*** Opening Source material ***
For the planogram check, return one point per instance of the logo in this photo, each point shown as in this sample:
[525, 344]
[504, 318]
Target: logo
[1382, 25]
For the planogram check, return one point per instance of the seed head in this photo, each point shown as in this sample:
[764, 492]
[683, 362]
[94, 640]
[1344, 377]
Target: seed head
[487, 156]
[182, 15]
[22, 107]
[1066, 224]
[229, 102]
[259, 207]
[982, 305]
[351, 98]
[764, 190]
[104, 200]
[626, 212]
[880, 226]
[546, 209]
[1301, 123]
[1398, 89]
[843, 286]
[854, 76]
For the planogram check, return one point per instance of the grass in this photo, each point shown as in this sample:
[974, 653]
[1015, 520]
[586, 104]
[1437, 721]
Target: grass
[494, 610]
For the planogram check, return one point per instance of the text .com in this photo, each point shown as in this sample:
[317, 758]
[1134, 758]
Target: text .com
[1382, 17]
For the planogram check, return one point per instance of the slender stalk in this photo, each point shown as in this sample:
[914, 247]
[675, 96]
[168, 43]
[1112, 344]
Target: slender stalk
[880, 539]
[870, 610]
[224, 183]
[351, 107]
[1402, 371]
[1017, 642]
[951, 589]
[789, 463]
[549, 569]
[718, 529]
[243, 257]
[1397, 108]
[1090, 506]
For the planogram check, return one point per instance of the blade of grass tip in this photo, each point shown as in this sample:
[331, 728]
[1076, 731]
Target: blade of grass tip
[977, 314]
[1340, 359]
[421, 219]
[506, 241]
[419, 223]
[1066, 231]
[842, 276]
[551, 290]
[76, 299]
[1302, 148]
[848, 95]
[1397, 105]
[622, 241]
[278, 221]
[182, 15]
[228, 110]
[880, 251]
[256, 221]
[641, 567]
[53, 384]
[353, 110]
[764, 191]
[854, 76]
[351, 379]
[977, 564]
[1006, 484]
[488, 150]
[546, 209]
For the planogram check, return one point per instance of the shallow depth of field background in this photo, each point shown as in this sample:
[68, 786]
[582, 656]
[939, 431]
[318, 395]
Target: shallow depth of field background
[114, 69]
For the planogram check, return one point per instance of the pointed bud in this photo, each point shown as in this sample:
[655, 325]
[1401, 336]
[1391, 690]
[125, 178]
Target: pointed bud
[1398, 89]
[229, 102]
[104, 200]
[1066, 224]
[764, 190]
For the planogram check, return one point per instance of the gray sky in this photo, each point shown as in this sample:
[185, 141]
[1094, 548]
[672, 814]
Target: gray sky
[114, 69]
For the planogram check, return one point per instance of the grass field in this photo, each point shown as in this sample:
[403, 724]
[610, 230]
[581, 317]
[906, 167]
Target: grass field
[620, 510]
*** Closing Source material ***
What you should do:
Starting at the top of the listing above, write out every line exactly as it appears.

Exercise solution:
For the planogram check, return one point per instance of the logo in this photo, each point shown as in this sample:
[525, 344]
[504, 318]
Target: logo
[1382, 25]
For the planogram check, return one point per instance of the seed head in this photo, each point shown as in this sample:
[764, 492]
[683, 362]
[94, 640]
[1344, 377]
Target: seed head
[487, 156]
[182, 15]
[22, 107]
[1066, 224]
[229, 102]
[259, 207]
[982, 305]
[351, 98]
[764, 190]
[104, 200]
[626, 212]
[880, 226]
[546, 209]
[1301, 123]
[1398, 89]
[843, 286]
[854, 76]
For the planogram check, return one point per instance of the grass in this photo, each point shown as in this sample:
[974, 653]
[1015, 520]
[586, 104]
[1437, 721]
Target: grass
[494, 610]
For the planogram check, return one point per instance of the text .com in this photo, each point shown as in this sample:
[317, 758]
[1134, 758]
Target: text .com
[1382, 17]
For the planogram check, return one point per instance of the slender stalk in this photo, each point shown as in this sample:
[914, 247]
[675, 96]
[168, 43]
[1112, 344]
Target: slender stalk
[880, 539]
[870, 610]
[224, 183]
[351, 107]
[1402, 371]
[1017, 642]
[951, 589]
[789, 463]
[549, 569]
[718, 529]
[243, 257]
[1397, 108]
[1090, 506]
For the planogram check, return one point per instance of the blade of grass tip in this photo, each point shown as in this sample:
[331, 728]
[1076, 731]
Target: blade of grass tip
[977, 314]
[1340, 359]
[421, 219]
[506, 241]
[419, 223]
[1066, 231]
[842, 276]
[551, 290]
[76, 299]
[1302, 148]
[848, 95]
[1397, 105]
[622, 241]
[278, 221]
[182, 15]
[228, 110]
[880, 251]
[256, 221]
[641, 567]
[53, 384]
[353, 110]
[764, 191]
[854, 76]
[351, 379]
[977, 564]
[1006, 484]
[488, 150]
[546, 209]
For the planogram check, return one point per instance of the shallow depth of field background in this photo, each point shown as in this sample:
[68, 786]
[582, 656]
[939, 431]
[318, 395]
Target: shallow depth of field background
[114, 69]
For the planogram check, return one point per instance of the pointed bud in this photo, each point shown as in this sample:
[655, 325]
[1401, 336]
[1391, 690]
[125, 178]
Target: pointed bud
[1398, 89]
[229, 102]
[104, 200]
[1066, 224]
[764, 190]
For the planogram check, return one point per instance of the gray sky in this photo, each point shown as in this sample:
[185, 141]
[1094, 548]
[672, 814]
Target: gray sky
[114, 69]
For the planogram check, return one point per instance of the grass field in this photo, each point shown as in this sample:
[403, 724]
[610, 230]
[581, 317]
[906, 167]
Target: grass field
[620, 510]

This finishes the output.